» Task description: Return every line of the items below that contains the word "hookup", matching its case exactly.
************
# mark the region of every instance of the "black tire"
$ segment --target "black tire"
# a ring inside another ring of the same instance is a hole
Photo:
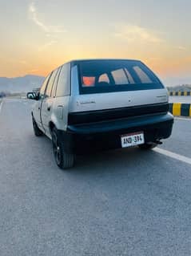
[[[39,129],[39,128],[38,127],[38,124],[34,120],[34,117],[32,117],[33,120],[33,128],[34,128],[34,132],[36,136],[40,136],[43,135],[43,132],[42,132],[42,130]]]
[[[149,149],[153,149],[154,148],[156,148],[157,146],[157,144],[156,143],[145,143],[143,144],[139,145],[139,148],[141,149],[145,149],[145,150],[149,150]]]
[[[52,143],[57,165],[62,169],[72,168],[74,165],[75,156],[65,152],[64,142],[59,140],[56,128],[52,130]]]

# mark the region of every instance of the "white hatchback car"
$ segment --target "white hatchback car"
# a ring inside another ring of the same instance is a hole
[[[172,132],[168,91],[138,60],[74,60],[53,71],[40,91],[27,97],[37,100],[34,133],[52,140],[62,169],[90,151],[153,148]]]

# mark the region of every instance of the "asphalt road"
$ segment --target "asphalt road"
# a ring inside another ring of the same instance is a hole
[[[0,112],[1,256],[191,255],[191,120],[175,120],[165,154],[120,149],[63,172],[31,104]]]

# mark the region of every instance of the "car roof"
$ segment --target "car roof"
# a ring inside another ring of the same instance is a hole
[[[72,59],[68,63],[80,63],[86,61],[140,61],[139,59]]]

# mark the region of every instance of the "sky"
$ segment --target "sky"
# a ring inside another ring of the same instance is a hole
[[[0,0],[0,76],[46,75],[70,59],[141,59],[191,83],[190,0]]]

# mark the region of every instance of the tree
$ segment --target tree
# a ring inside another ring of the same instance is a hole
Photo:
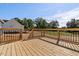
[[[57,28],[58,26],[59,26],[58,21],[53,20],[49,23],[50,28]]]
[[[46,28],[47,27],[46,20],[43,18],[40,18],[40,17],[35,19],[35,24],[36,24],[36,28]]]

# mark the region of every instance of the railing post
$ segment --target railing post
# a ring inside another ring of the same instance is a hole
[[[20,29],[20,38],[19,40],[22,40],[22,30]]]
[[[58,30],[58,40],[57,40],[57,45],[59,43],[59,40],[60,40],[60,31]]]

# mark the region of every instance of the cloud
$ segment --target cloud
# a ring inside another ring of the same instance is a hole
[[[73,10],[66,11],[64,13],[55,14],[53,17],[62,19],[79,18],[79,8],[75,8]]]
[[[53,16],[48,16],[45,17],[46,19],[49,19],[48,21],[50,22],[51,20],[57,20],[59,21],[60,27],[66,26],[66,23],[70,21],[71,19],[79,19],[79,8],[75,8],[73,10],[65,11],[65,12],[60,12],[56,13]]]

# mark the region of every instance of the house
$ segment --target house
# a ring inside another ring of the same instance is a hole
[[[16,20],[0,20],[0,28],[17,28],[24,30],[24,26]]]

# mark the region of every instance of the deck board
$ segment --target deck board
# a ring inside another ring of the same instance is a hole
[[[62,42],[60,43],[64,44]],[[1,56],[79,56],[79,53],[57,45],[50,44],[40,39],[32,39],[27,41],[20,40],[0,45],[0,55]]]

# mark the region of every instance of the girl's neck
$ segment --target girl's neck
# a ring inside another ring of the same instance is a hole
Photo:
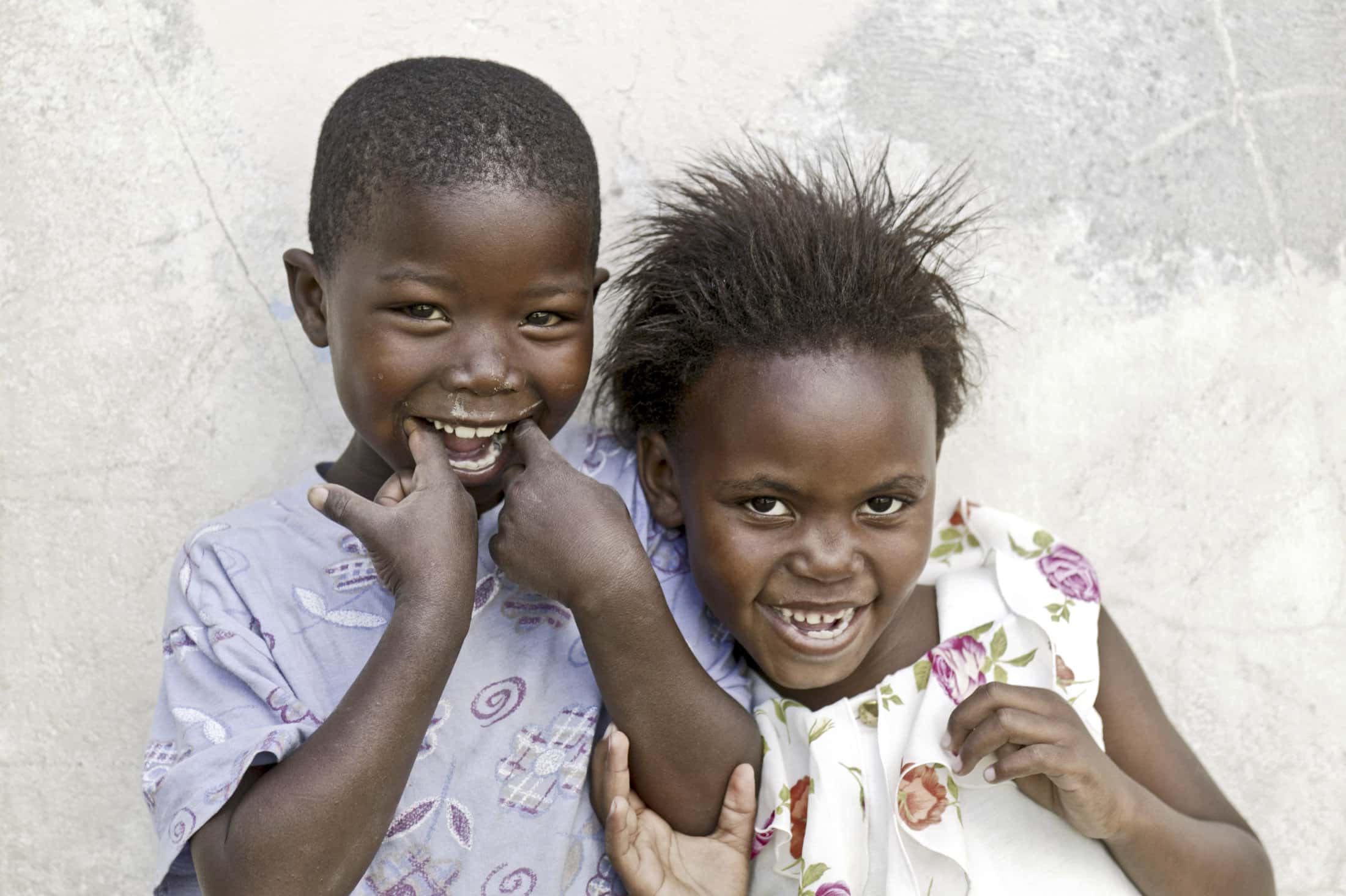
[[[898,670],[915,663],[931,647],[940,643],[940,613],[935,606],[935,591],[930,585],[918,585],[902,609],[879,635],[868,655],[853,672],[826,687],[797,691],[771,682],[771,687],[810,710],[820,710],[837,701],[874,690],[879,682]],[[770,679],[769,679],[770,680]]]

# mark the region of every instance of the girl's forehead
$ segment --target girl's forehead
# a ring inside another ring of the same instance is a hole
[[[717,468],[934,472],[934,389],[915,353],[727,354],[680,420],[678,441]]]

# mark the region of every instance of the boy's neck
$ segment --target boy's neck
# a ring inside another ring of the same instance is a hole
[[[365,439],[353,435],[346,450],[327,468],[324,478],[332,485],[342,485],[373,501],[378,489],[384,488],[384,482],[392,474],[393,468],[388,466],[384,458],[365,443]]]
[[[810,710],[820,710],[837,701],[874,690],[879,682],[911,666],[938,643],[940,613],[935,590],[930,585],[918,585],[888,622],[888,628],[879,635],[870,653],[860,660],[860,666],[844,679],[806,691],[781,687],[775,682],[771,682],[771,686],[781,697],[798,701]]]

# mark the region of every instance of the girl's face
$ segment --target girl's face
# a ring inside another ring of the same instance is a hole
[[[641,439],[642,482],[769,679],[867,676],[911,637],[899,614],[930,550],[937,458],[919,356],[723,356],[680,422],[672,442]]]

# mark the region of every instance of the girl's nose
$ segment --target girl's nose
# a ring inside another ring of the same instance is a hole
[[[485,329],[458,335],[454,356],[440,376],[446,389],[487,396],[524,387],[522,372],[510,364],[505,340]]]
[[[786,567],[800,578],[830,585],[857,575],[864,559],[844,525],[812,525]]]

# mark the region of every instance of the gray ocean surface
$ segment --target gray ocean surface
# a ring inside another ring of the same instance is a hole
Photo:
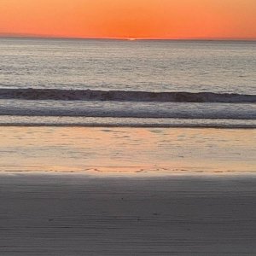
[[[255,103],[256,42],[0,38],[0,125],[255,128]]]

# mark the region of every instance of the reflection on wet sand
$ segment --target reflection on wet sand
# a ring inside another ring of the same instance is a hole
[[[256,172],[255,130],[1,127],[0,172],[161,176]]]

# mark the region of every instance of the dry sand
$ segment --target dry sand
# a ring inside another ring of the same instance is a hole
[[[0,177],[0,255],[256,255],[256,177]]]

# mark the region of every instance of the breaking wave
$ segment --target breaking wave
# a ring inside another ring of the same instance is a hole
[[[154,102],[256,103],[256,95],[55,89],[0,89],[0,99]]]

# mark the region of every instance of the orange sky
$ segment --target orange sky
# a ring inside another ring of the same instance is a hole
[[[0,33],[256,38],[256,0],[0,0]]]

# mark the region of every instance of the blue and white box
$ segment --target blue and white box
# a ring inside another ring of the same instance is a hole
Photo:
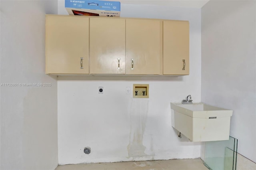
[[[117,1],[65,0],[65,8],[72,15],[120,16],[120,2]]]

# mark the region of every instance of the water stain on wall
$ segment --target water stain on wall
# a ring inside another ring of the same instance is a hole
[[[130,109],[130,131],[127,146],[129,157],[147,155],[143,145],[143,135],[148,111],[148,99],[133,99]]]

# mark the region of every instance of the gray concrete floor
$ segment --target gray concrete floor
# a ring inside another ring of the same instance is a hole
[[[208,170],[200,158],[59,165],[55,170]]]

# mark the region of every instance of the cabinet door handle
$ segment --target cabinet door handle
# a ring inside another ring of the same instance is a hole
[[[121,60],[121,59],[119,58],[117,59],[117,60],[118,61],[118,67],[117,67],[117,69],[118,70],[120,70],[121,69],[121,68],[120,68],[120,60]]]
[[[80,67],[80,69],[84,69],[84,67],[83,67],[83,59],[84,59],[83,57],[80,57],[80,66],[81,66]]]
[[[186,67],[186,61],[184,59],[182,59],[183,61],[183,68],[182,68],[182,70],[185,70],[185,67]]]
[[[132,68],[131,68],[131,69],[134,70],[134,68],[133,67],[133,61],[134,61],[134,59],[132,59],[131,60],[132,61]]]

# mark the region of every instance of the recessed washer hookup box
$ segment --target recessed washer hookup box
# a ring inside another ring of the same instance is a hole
************
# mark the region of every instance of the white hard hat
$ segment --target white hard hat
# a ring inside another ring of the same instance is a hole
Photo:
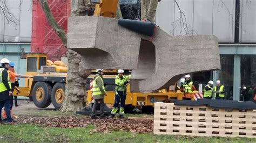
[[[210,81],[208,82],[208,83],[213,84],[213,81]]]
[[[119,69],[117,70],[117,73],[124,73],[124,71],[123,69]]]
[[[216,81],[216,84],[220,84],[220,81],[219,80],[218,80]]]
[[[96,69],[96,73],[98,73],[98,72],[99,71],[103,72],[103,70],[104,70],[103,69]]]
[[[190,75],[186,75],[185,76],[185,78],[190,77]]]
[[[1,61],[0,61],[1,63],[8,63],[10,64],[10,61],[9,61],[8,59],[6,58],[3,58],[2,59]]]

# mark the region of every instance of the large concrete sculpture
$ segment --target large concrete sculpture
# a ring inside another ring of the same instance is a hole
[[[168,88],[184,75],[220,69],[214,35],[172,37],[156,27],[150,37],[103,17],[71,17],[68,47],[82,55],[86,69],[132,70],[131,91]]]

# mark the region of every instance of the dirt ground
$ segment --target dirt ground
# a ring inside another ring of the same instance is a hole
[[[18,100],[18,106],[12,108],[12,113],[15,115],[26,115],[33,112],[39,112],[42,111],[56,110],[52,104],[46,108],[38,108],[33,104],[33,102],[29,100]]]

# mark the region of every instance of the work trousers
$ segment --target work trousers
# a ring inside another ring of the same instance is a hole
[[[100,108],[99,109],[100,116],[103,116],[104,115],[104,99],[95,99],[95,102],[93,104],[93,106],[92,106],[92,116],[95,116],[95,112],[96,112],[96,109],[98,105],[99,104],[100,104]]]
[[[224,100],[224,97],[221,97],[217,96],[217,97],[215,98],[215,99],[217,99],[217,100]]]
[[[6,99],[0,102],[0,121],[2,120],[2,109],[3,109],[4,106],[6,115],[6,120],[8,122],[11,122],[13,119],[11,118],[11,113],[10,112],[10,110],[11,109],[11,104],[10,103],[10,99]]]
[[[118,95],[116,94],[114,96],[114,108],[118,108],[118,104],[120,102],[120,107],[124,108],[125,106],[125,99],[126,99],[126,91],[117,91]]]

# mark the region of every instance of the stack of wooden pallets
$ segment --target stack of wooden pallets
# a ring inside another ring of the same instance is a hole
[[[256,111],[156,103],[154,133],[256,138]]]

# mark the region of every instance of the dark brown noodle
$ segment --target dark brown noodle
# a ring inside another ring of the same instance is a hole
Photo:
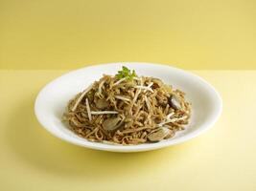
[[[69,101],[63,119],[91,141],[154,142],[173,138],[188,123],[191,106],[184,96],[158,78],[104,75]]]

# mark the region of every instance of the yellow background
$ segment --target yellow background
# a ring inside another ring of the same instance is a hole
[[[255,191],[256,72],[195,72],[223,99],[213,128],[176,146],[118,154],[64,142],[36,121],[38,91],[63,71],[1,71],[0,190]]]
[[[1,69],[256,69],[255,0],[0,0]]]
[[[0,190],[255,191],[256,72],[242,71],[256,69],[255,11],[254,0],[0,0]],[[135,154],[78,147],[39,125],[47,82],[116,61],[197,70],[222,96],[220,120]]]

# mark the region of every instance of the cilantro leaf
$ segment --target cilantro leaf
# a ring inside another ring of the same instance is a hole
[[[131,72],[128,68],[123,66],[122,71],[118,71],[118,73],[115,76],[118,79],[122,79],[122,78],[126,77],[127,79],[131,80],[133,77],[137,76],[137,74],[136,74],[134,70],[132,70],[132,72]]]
************
» Correct result:
# mark the region of every instance of the recessed washer hookup box
$ segment --target recessed washer hookup box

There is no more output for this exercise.